Required work: Extract, from the listing that follows, each line containing the word "black".

Data for analysis:
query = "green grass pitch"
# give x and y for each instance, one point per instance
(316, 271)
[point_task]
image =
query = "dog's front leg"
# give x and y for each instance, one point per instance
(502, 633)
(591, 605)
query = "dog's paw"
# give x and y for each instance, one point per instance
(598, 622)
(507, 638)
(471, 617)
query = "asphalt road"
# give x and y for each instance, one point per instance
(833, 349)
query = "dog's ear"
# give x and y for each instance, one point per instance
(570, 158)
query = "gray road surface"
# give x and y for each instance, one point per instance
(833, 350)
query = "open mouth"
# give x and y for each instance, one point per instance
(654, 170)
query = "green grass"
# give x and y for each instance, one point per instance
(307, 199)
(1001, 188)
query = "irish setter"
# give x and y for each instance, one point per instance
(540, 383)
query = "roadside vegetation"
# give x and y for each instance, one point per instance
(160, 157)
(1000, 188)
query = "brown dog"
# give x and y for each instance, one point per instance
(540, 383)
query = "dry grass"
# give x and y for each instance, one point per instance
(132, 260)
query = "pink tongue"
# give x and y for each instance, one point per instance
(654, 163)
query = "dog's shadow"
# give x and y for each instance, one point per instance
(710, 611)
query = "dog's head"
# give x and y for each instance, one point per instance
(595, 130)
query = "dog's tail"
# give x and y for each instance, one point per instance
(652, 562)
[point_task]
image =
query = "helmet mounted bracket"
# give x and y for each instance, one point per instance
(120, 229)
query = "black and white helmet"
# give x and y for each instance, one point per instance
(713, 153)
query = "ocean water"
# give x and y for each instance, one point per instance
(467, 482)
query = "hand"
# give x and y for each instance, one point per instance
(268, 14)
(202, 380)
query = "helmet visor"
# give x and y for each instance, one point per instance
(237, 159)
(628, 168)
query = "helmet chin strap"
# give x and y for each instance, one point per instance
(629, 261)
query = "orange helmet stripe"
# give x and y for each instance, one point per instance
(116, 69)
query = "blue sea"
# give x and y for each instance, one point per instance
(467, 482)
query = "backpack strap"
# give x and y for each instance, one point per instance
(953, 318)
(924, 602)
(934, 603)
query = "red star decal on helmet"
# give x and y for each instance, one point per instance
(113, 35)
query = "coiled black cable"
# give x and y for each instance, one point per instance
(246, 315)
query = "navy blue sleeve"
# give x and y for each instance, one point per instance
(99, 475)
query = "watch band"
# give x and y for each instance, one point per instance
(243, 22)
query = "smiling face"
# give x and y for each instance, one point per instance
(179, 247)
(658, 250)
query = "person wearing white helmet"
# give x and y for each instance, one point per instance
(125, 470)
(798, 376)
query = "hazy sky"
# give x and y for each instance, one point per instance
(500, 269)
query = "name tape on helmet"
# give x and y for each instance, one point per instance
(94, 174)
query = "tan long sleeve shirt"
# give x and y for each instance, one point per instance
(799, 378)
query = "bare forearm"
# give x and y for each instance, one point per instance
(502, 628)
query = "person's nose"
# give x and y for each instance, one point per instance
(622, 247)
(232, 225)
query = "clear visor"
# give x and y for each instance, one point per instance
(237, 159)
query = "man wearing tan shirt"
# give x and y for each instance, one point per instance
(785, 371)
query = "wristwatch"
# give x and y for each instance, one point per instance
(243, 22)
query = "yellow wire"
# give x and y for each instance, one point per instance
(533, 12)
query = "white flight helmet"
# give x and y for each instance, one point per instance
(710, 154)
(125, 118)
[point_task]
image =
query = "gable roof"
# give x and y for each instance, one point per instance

Your solution:
query = "black and white helmet"
query = "coiled black cable"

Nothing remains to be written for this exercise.